■ **Actions to take**:
A – From the excerpt on immortality beliefs, reproduce word for word the stretch from "It may come" through "from their body.".
B – Condense the paragraph of the excerpt on immortality beliefs that begins "Emmons interviewed children" into a short bulleted list that keeps its main facts.

■ **Selected extract**:

=== Section Start ===

It may come as no surprise to learn that most studies on immortality have focused on people’s views of the afterlife, often coloured by religious indoctrination. Both children and adults seem to agree that physical bodily needs, such as hunger and thirst, end when people die, but our mental capacities, such as thinking or feeling emotion, continue in some form or another. But all previous studies have not tried to address the question where do these beliefs come from? Emmons suggests that they are not developed through exposure to religious teaching, reading, learning or even the television, but from our intuition. Just as children learn to talk without formal instruction, the research suggests that intuitively they develop the belief that part of their mind could exist apart from their body.

Emmons interviewed children from an indigenous Shuar village in the Amazon Basin of Ecuador. She chose this group because they have no cultural pre-life beliefs, and she suspected that indigenous children, who have regular exposure to birth and death through simple hunting and farming, would have a more rational, biologically-based view of the time before they were conceived. Another “control” group was needed for comparison, so she also interviewed children from an urban area near Quito, where the children were Roman Catholics. That  religion teaches that life begins only at conception. Emmons was looking to see if cultural influences ruled all, so that both urban and indigenous children should reject the idea of life before birth.

=== Section End ===

■ **Given data**:
=== Section Start ===

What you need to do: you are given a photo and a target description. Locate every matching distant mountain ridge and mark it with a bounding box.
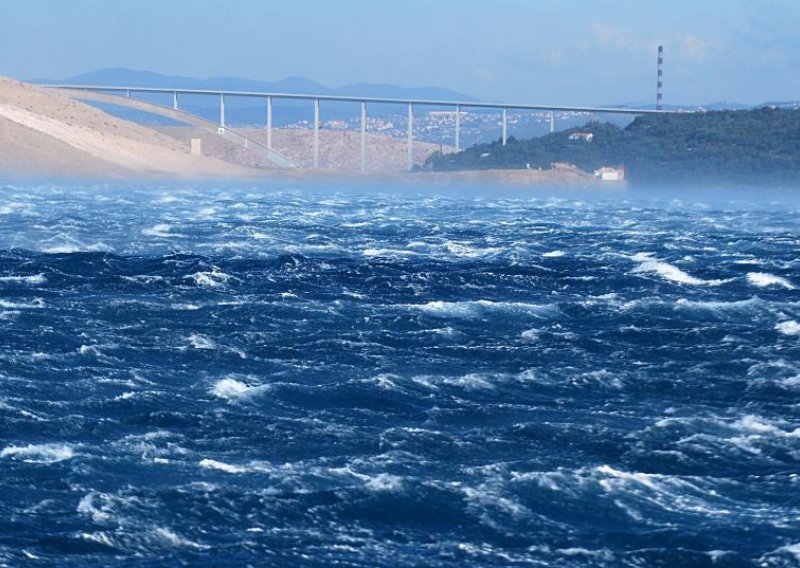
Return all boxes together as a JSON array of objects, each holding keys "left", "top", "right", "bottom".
[{"left": 30, "top": 67, "right": 478, "bottom": 102}]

=== Section End ===

■ **Solutions by task**:
A –
It may come as no surprise to learn that most studies on immortality have focused on people’s views of the afterlife, often coloured by religious indoctrination. Both children and adults seem to agree that physical bodily needs, such as hunger and thirst, end when people die, but our mental capacities, such as thinking or feeling emotion, continue in some form or another. But all previous studies have not tried to address the question where do these beliefs come from? Emmons suggests that they are not developed through exposure to religious teaching, reading, learning or even the television, but from our intuition. Just as children learn to talk without formal instruction, the research suggests that intuitively they develop the belief that part of their mind could exist apart from their body.

B –
- Emmons interviewed children from an indigenous Shuar village in the Amazon Basin of Ecuador.
- She chose them because they have no cultural pre-life beliefs. She suspected that their regular exposure to birth and death through simple hunting and farming would give them a more rational, biologically-based view of the time before they were conceived.
- As a "control" group for comparison, she also interviewed Roman Catholic children from an urban area near Quito. Their religion teaches that life begins only at conception.
- She wanted to see if cultural influences ruled all. If they did, both groups of children should reject the idea of life before birth.